Think long and hard about what your ultimate goal is for the truck (to help you decide how to proceed). A couple of thoughts to ponder (from my own painful experience...) It is best to decide now because down the road it will sure stink if you dumped a bunch of money into that 216 and decide that you really wish you could actually drive the truck to events or even just around town.
'49 Chevrolet 3804 '70 Boston Whaler Sakonnet w/ '84 Evinrude 90 '85 Ford F-350 "The Farm Dawg"
I don’t know how long mice live. but over 40 years !! I’m guessing many generations of mice lived under that cover. All hope definitely doesn’t mean a bottomless piggy bank. The engine is just the first thing I wanted to work on because weather it will run or it’s too far gone will determine the direction of the whole project. I haven’t posted pictures of the cab yet!!! It’s like Swiss cheese and would probably be discarded by many. These definitely are not a dime a dozen around my area. So I will work slowly and within my weekly budget to buy panels and parts. I don’t appreciate the be cautious advice though. That’s why I am here I will need plenty of advice Here’s some more pictures of the carburetor if you see anything out of the ordinary let me know!
John No worries there as of yet. It is titled. But it’s titled to the serial number of the block. Even on the original title which I have a copy of. So I do have to find out about how to change that if the block is shot. And I do agree it very likely is but I haven’t gotten into it yet
Well don’t get too down until you got solid data... I needed a 235 temporary replacement for my original 216, the best candidate in my junk car pile was an engine that last ran in 1980, After removing a gallon of cherry pits and mice nests, from inside, I gas washed the rockers and valves and oil pan, sprayed oil on it, hammered all the valves free with wd-40, pounded some bent push rods straight-er... And that’s the engine I’ve been running for about 3 summers now. It leaks coolant out the side of the casting a bit, this engine also froze a bit with water in it one fall back in the late 70s, I’m gonna use jbweld to seal that up one of these days. -s
I will say that getting an old motor unstuck and getting it running is one of the most fun filled things I have ever done. My truck sat in a field for over 17 years and I got it going. It didn't have nests inside but it was stuck at first.I did an in place rebuild and put about 40K miles on it. Last year I pulled it, had the block tanked and bored and it is like new.

## [WORK INSTRUCTIONS]
a: In the truck restoration thread, why did the poster choose the engine as the first thing to work on?
b: Please rewrite the paragraph of the truck restoration thread that begins "Well don't get too down" as a short bulleted list, keeping its main facts.

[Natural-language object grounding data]
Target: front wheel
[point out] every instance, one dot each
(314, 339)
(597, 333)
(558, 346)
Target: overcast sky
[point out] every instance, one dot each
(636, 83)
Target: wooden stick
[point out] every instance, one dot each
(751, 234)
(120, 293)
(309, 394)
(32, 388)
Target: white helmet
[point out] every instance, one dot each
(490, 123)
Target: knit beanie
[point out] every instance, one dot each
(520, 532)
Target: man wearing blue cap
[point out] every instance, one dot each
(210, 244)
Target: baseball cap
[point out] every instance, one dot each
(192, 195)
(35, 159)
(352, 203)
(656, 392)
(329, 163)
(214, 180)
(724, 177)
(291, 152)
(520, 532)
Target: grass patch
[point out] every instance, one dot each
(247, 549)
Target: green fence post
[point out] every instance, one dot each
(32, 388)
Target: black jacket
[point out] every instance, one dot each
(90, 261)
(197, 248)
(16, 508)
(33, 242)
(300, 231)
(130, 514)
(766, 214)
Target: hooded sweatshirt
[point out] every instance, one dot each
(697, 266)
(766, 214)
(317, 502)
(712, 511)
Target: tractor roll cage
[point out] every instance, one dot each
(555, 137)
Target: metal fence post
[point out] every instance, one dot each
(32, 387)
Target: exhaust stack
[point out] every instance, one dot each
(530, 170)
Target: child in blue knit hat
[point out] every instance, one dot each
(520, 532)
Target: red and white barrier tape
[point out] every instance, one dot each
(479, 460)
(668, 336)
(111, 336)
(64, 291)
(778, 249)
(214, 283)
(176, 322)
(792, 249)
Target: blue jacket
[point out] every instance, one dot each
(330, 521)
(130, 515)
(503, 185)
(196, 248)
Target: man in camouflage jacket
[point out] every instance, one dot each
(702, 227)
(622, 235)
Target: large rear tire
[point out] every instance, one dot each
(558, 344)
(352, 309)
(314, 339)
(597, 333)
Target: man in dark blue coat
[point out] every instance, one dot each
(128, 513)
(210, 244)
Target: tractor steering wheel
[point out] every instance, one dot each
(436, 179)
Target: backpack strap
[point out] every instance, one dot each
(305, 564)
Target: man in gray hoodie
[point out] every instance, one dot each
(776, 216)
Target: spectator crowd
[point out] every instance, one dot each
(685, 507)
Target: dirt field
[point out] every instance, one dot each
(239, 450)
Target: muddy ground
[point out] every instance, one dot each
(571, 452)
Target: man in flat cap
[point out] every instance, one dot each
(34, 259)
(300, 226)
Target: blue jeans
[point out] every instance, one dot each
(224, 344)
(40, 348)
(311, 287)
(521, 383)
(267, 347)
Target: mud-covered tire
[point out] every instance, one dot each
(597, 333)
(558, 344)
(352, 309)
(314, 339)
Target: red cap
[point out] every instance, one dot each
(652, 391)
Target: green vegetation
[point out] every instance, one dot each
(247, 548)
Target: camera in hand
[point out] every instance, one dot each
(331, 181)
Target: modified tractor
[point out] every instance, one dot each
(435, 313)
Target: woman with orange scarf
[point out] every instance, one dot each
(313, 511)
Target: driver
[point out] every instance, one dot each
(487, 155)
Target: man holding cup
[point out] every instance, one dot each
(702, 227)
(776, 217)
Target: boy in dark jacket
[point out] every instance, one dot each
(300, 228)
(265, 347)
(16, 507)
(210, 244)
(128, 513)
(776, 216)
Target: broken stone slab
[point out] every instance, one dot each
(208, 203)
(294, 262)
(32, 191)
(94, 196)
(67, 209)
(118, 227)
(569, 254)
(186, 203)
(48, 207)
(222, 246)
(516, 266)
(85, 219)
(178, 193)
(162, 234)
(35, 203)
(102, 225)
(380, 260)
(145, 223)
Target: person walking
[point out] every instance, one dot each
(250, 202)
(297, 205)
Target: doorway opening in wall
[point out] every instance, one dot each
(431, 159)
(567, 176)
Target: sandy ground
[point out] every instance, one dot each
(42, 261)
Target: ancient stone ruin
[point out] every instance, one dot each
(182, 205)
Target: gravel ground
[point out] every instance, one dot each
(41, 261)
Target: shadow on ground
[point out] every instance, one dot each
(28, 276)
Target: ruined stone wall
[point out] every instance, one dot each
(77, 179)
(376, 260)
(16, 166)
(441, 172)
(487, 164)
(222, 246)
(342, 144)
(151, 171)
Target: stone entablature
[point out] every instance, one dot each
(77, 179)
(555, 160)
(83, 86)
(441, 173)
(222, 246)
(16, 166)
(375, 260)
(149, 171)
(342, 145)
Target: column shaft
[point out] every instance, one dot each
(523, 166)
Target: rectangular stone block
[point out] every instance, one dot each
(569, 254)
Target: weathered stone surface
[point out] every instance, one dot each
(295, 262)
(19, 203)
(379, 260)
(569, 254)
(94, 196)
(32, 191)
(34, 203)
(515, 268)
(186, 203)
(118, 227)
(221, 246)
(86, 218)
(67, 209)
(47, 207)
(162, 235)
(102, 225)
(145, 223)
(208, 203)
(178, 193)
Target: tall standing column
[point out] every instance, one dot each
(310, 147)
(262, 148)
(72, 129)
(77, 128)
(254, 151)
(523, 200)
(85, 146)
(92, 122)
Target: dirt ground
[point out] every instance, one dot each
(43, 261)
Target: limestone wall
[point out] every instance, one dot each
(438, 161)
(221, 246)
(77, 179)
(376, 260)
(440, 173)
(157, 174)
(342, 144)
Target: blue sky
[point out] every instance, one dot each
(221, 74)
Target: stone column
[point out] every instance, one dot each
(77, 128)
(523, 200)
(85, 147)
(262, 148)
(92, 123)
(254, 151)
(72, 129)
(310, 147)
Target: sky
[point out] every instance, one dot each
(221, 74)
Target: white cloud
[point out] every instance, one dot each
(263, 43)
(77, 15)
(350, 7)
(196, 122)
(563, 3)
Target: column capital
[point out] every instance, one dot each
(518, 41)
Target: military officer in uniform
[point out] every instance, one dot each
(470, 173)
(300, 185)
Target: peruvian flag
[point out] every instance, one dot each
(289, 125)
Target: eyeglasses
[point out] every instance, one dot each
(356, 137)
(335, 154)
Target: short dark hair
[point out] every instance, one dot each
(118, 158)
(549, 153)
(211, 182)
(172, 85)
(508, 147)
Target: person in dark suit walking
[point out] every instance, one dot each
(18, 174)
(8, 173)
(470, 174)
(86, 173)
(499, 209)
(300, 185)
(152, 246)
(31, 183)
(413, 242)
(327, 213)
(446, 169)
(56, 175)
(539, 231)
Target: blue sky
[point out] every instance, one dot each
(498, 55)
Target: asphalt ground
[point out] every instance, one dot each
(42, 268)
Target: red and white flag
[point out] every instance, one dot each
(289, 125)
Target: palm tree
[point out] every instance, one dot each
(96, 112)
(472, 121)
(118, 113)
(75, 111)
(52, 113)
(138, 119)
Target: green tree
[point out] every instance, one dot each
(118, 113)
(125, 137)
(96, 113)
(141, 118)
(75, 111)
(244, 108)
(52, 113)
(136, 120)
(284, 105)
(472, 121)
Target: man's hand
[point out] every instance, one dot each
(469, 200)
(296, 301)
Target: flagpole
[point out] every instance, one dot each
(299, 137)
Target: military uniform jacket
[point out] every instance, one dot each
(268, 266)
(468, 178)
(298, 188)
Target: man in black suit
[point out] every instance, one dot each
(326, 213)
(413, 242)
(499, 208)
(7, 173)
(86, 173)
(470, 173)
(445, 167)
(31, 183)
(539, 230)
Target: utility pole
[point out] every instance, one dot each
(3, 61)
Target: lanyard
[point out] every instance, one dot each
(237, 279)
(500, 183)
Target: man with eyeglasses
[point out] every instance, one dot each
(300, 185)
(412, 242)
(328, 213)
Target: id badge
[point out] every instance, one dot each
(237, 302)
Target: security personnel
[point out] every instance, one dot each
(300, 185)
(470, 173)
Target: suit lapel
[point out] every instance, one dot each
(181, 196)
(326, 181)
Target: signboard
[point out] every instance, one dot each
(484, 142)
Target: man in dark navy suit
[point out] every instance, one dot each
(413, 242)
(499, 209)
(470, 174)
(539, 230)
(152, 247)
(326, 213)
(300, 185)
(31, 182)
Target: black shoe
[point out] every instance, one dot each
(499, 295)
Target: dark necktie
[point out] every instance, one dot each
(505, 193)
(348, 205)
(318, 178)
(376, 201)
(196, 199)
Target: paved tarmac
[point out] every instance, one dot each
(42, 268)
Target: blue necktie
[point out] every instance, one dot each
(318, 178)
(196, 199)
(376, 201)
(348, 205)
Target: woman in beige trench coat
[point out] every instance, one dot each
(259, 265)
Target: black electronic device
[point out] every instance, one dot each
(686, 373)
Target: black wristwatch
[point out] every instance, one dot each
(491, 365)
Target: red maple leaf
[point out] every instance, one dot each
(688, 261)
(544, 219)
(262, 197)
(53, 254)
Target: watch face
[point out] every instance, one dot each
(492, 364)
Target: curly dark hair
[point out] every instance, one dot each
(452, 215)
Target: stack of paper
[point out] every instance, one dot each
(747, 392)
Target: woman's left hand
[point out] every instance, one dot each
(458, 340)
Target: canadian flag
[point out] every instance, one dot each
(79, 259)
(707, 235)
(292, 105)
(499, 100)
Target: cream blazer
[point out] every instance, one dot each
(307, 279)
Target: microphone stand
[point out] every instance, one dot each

## [LIST OF ANSWERS]
a: Whether the engine will run or is too far gone will determine the direction of the whole project.

b:
- Don't get too down until you have solid data.
- The writer needed a temporary 235 to replace the original 216. The best candidate in the junk pile was an engine that last ran in 1980.
- The writer removed a gallon of cherry pits and mice nests from inside it.
- The writer gas washed the rockers, valves and oil pan, then sprayed oil on the engine.
- The writer hammered the valves free with WD-40 and pounded bent push rods straighter.
- The writer has run that engine for about three summers.
- It leaks a bit of coolant out the side of the casting. It froze with water in it one fall in the late '70s, and the writer plans to seal it with JB Weld.